**Consigne**
Renvoyez toutes les lignes ci-dessous qui contiennent le mot « tree ». La casse compte.
---------------
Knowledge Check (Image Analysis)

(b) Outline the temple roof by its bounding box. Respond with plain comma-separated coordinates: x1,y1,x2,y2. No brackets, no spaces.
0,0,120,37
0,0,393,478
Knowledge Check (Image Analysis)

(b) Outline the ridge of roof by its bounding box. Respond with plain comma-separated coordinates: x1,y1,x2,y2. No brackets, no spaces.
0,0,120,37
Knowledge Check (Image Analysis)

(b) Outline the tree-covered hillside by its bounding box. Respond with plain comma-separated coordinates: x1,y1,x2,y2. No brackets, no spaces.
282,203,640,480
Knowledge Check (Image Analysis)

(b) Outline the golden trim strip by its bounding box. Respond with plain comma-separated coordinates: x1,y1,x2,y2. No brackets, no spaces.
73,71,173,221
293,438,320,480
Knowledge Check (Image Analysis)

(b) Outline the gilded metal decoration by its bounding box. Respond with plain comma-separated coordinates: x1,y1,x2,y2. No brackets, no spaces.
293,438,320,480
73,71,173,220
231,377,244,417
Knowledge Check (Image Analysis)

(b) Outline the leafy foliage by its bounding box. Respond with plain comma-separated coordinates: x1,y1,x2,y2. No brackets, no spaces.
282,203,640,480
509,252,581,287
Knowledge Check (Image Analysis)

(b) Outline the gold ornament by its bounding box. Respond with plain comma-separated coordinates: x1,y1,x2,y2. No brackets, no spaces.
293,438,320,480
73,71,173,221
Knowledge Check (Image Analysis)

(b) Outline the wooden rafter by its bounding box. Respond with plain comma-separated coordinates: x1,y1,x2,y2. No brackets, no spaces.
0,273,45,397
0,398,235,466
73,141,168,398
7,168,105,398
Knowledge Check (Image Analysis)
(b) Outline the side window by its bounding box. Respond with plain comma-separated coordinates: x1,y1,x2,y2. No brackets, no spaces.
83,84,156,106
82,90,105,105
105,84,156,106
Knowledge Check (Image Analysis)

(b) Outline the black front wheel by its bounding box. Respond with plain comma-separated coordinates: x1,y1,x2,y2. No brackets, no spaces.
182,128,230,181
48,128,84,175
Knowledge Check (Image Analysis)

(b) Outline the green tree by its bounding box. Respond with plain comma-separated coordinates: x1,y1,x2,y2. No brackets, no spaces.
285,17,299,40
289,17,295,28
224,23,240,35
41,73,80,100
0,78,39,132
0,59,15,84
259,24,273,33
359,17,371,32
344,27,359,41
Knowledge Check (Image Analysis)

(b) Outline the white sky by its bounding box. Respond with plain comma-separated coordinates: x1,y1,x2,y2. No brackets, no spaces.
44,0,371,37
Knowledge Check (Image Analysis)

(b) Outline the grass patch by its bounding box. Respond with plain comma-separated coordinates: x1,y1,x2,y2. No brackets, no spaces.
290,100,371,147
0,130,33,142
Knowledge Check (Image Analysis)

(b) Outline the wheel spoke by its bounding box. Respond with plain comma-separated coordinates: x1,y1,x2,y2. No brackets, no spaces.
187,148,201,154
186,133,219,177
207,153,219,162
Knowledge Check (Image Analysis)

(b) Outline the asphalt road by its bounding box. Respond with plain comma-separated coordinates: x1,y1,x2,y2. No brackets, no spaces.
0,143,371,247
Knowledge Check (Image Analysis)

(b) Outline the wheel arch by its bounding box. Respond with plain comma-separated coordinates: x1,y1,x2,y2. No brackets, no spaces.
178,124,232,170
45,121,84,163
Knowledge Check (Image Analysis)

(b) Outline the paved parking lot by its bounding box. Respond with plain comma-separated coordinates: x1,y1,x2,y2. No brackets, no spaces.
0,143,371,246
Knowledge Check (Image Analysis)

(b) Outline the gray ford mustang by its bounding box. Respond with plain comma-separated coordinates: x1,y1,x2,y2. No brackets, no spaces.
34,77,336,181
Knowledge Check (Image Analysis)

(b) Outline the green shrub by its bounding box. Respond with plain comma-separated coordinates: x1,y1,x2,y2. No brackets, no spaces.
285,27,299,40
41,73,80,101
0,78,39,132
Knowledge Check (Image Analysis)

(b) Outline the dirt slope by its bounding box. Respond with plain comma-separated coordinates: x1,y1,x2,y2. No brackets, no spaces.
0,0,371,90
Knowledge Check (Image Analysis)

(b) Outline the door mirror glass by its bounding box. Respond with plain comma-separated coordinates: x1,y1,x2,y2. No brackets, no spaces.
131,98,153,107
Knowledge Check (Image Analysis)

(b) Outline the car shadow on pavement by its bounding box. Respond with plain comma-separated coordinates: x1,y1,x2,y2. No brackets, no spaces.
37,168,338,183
---------------
**Corrigé**
(b) Outline the tree-covered hillside by its bounding box. Respond with plain comma-separated coordinates: x1,y1,x2,y2. No brackets, no spaces.
(b) Outline the green tree by its bounding box. Respond with plain comma-separated coordinates: x1,y1,x2,y2. No brackets, no spaces.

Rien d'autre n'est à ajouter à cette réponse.